**Serie di esercizi**
**A)** Riscrivi il brano sulla guerra di religione dalle parole "Domanda numero due: se" fino a "accidente oppure no?" comprese, sostituendo "Paese occidentale" con "Paese europeo".
**B)** Prosegui il brano sulla guerra di religione partendo dopo la sua ultima frase.
#### Brano estratto
2/ Noi in fuga dalla realtà, di Ernesto Galli della Loggia
Domanda numero uno: come si può riuscire a fare la guerra a un aggressore che invoca continuamente Dio e l’appartenenza religiosa senza dare alla propria risposta militare alcun carattere anch’esso a propria volta inevitabilmente religioso? Detto altrimenti: è davvero necessario perché si possa parlare di guerra di religione che entrambi gli avversari la proclamino tale, o non basta invece che lo faccia uno solo? Se uno mi ammazza perché io sono sciita, cristiano, o ebreo, o «infedele», e io cerco di difendermi colpendo a mia volta, cos’è questo se non un conflitto religioso?
Domanda numero due: se una persona di diversa religione e origine culturale si trova fin dall’infanzia a vivere per anni ed anni con la propria famiglia in un Paese occidentale, ne apprende perfettamente la lingua, ne frequenta le scuole, vi si fa presumibilmente degli amici, ne assorbe le abitudini quotidiane, ma a un certo punto decide che tutto quanto è stato così intimamente e così a lungo intorno a lui gli è in realtà insopportabile e repellente fino al punto da meritare il più crudele annientamento, che cosa indica ciò? Che nome merita? E un fenomeno del genere ripetuto per centinaia di casi, è un fatto casuale, un puro accidente oppure no?
########
#### Righe estratte
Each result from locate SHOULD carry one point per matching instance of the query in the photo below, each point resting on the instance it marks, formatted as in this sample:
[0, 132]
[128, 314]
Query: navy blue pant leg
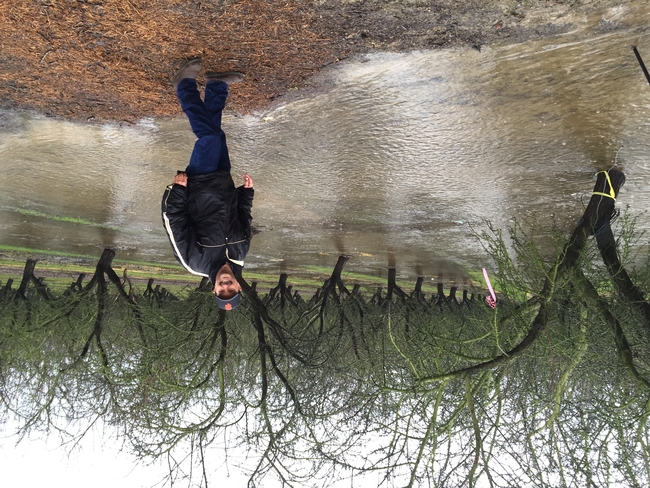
[210, 151]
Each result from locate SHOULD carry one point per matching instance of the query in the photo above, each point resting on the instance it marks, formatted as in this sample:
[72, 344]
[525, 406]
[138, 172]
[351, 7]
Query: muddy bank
[112, 60]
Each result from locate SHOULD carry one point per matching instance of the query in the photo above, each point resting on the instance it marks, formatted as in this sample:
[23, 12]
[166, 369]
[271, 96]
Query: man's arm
[175, 218]
[245, 203]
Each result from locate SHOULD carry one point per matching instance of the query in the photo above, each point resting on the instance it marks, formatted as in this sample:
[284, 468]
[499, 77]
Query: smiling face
[225, 284]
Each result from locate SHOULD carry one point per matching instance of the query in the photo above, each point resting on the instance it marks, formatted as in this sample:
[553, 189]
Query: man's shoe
[227, 77]
[189, 69]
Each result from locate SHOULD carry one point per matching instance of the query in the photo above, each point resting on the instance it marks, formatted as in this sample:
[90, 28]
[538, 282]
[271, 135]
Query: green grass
[63, 218]
[308, 278]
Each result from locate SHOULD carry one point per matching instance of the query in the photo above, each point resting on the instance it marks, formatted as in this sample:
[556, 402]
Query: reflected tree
[380, 386]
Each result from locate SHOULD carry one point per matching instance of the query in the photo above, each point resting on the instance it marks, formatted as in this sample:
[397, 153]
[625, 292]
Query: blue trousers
[210, 151]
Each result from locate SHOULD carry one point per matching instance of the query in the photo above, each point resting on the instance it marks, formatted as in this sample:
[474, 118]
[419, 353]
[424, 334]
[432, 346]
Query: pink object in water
[491, 301]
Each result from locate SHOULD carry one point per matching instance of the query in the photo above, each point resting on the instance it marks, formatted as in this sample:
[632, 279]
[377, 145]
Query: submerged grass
[60, 269]
[64, 218]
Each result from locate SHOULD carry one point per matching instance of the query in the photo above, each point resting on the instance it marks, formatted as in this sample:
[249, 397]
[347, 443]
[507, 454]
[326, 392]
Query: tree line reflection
[551, 388]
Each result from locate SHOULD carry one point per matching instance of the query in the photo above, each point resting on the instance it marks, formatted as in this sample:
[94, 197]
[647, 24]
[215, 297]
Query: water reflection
[399, 156]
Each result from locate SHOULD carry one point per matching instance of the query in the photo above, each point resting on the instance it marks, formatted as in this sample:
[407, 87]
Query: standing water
[398, 162]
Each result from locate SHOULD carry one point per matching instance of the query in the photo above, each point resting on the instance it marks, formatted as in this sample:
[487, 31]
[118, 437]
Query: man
[207, 219]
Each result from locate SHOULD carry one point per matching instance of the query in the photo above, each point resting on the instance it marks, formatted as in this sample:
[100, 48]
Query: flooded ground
[397, 162]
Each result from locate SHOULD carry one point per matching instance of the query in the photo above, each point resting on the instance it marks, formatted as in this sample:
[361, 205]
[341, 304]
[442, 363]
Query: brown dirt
[114, 59]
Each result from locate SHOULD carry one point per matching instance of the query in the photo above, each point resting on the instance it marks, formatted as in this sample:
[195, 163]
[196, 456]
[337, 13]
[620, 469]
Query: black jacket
[208, 223]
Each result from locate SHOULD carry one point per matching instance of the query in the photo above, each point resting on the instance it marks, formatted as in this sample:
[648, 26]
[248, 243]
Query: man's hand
[248, 181]
[180, 179]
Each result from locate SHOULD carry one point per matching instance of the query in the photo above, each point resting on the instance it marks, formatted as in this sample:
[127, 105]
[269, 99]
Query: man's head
[226, 288]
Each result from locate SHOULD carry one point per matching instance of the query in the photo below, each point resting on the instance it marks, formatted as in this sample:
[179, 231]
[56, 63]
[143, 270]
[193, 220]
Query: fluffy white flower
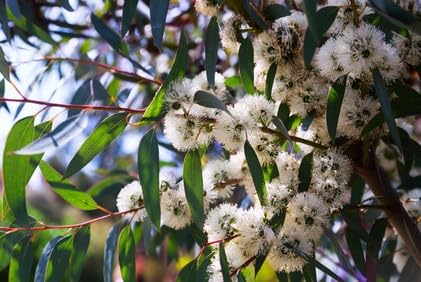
[131, 197]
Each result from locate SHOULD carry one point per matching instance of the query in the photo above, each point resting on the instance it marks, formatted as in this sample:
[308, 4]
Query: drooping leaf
[102, 136]
[158, 15]
[156, 108]
[305, 172]
[383, 95]
[80, 248]
[256, 172]
[109, 250]
[148, 167]
[129, 11]
[211, 50]
[21, 263]
[334, 103]
[246, 65]
[17, 170]
[66, 190]
[209, 100]
[126, 254]
[59, 136]
[193, 185]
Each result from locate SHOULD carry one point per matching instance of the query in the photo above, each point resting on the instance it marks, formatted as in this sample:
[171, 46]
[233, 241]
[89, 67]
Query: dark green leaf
[275, 11]
[41, 269]
[157, 105]
[209, 100]
[63, 133]
[58, 265]
[193, 185]
[102, 136]
[129, 11]
[80, 248]
[270, 78]
[158, 15]
[334, 103]
[17, 170]
[148, 167]
[305, 172]
[21, 263]
[224, 263]
[246, 64]
[211, 50]
[383, 95]
[126, 254]
[256, 172]
[66, 190]
[109, 250]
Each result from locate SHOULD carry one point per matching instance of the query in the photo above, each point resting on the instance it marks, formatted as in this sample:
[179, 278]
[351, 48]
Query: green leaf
[305, 172]
[148, 167]
[63, 133]
[193, 185]
[256, 172]
[383, 95]
[334, 103]
[156, 108]
[126, 254]
[58, 265]
[109, 35]
[129, 11]
[224, 263]
[356, 249]
[209, 100]
[158, 15]
[66, 190]
[246, 64]
[17, 170]
[21, 263]
[270, 78]
[4, 66]
[275, 11]
[80, 248]
[211, 50]
[41, 269]
[102, 136]
[109, 250]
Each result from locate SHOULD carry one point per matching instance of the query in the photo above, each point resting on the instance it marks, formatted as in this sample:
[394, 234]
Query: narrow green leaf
[256, 172]
[58, 265]
[158, 15]
[356, 249]
[246, 64]
[383, 95]
[148, 167]
[17, 170]
[275, 11]
[66, 190]
[102, 136]
[334, 103]
[63, 133]
[193, 185]
[41, 269]
[126, 254]
[21, 263]
[305, 172]
[109, 250]
[209, 100]
[80, 248]
[211, 50]
[129, 11]
[224, 263]
[270, 78]
[156, 108]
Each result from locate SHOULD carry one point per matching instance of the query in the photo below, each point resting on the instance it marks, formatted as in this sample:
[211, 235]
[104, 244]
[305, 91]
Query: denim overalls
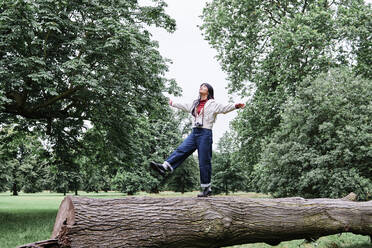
[200, 139]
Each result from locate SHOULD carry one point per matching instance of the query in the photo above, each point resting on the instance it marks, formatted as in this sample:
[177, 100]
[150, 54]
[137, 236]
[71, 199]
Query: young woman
[204, 111]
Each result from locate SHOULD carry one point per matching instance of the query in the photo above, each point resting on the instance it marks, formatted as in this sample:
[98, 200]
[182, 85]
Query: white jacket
[211, 110]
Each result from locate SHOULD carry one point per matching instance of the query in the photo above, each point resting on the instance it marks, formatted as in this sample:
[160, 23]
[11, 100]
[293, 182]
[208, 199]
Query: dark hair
[210, 96]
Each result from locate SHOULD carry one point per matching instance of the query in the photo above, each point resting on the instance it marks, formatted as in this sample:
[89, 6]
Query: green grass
[30, 217]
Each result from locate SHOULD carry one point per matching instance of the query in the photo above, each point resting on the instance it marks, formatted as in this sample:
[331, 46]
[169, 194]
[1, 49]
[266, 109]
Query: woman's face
[203, 90]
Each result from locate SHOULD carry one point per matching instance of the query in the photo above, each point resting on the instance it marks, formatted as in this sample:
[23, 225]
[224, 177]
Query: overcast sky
[193, 59]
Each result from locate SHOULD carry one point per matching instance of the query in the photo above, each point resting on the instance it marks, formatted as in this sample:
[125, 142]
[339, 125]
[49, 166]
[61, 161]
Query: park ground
[30, 217]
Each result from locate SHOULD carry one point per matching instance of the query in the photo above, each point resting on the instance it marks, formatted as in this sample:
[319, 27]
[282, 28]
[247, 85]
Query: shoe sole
[155, 168]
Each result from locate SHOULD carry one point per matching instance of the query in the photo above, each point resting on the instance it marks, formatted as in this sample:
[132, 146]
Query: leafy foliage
[323, 146]
[229, 173]
[270, 47]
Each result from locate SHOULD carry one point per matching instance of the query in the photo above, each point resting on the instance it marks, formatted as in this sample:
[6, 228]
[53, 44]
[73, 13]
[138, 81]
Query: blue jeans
[200, 139]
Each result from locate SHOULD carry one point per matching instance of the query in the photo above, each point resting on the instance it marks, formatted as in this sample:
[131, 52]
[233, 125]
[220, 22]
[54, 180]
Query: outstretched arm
[224, 109]
[185, 107]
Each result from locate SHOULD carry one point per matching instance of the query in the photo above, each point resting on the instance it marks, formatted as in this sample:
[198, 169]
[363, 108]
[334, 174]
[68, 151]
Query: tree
[67, 63]
[229, 174]
[271, 46]
[323, 145]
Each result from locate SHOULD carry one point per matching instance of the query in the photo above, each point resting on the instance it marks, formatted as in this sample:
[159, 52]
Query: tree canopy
[65, 62]
[267, 48]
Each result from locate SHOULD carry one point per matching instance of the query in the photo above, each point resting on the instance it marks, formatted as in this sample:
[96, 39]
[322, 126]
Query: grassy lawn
[30, 217]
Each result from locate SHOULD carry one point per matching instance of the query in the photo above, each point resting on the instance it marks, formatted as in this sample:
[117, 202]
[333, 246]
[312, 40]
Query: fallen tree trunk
[204, 222]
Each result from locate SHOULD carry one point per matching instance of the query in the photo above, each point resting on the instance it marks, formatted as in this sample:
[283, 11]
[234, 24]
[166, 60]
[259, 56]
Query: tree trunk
[204, 222]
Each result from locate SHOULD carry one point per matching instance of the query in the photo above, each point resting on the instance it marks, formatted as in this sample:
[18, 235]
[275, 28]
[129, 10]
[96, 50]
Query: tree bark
[204, 222]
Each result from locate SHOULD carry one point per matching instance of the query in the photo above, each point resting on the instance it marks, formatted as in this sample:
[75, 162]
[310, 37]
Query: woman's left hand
[240, 105]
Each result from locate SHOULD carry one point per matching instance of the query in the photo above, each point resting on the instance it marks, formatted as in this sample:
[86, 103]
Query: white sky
[193, 59]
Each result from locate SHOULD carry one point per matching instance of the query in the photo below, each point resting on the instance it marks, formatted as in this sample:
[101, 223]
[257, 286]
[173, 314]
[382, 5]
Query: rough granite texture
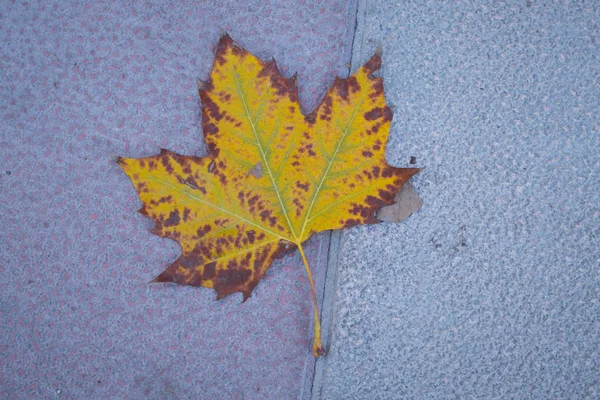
[80, 83]
[492, 290]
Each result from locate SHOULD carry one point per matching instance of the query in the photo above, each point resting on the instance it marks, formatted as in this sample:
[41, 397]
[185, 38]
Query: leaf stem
[318, 349]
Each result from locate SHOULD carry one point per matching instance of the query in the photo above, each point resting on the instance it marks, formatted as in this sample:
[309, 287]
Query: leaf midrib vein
[263, 155]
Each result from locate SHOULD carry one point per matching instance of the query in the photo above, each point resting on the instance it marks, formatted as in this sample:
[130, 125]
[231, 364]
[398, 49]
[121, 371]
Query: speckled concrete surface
[492, 290]
[80, 83]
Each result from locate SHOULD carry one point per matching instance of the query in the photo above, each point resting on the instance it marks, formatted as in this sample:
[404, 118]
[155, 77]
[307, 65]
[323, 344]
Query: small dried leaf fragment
[407, 202]
[273, 176]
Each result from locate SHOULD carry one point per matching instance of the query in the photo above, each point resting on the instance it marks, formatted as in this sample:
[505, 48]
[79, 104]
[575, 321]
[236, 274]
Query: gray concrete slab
[491, 291]
[81, 81]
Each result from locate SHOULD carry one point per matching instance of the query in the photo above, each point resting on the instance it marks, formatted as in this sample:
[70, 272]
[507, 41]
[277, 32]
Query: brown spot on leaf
[173, 219]
[266, 216]
[304, 186]
[379, 112]
[203, 230]
[256, 171]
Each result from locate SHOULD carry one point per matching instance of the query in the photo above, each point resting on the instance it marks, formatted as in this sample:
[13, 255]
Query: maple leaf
[273, 176]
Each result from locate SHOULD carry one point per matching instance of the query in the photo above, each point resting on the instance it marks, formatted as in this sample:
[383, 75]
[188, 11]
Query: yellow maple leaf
[273, 176]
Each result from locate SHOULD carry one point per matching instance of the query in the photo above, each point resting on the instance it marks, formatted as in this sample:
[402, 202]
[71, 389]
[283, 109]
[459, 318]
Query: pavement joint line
[317, 379]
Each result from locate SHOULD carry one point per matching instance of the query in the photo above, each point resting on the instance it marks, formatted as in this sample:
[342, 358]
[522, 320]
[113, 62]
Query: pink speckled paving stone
[81, 83]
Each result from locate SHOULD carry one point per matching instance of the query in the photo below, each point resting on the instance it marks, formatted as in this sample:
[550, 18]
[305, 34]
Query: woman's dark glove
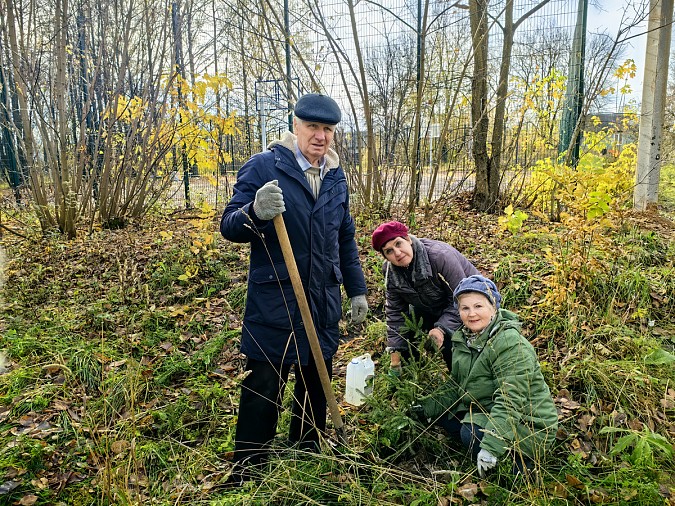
[416, 412]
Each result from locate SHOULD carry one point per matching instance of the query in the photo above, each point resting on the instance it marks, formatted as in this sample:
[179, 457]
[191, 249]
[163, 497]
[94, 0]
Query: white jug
[360, 376]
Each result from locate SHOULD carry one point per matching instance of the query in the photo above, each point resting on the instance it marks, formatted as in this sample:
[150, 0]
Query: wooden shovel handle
[313, 338]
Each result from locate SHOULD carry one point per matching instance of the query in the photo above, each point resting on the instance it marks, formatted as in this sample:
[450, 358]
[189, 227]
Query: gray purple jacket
[427, 285]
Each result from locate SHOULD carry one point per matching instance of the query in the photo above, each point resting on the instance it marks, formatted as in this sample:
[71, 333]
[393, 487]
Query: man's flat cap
########
**Risposte per esercizio**
**A)**
Domanda numero due: se una persona di diversa religione e origine culturale si trova fin dall’infanzia a vivere per anni ed anni con la propria famiglia in un Paese europeo, ne apprende perfettamente la lingua, ne frequenta le scuole, vi si fa presumibilmente degli amici, ne assorbe le abitudini quotidiane, ma a un certo punto decide che tutto quanto è stato così intimamente e così a lungo intorno a lui gli è in realtà insopportabile e repellente fino al punto da meritare il più crudele annientamento, che cosa indica ciò? Che nome merita? E un fenomeno del genere ripetuto per centinaia di casi, è un fatto casuale, un puro accidente oppure no?

**B)**
Sono queste le due domande cruciali che gli eventi drammatici che accadono in Medio Oriente pongono a questa parte del pianeta dove noi abitiamo. Domande alle quali, però, il nostro discorso ufficiale cerca di sfuggire. Spesso ne nega addirittura il senso o preferisce dare risposte di comodo che non sono una risposta: l’ennesimo esempio della vera e propria voragine che si sta spalancando tra la realtà e la politica, tra la massa e le élite.
Non riusciamo a trovare risposte perché le domande in questione evocano tre ambiti - la religione, la guerra e la civiltà - che da un certo momento in poi la nostra cultura e il suo mainstream intellettuale - quello europeo assai più di quello americano - hanno bandito, proclamandone la scostumatezza ideologica e di conseguenza espellendo per decreto tutte e tre dal discorso politicamente corretto.
Alle religioni monoteiste sono stati sottratti i loro propri specifici caratteri storici, quelli che le hanno fatte diverse e spesso rivali; cosicché esse sono divenute tutte assimilabili ne «la religione», cioè nella dimensione di un’astratta spiritualità di sapore teista (adoriamo tutti uno stesso Dio!: come se il califfo Al Baghdadi invece fosse ateo), ovviamente destinata a non poter avere alcuna relazione possibile con nessun aspetto concreto e vivo della società, e tanto meno con i conflitti umani (una guerra per motivi religiosi? Oibò! Quale selvaggia bizzarria! Com’è mai pensabile una simile cosa che nella storia sarà accaduta solo qualche migliaia di volte?).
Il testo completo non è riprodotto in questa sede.